WHAT THE TASK REQUIRES.
Reproduce this listing in full.

-------- INPUT

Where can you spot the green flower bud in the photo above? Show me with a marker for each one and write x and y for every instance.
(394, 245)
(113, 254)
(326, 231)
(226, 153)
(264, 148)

----------------

REPLY TO THE EXERCISE.
Where can you spot the green flower bud in the photo above? Show me with a marker for each one and write x and y for every instance.
(394, 245)
(113, 254)
(326, 231)
(226, 153)
(264, 148)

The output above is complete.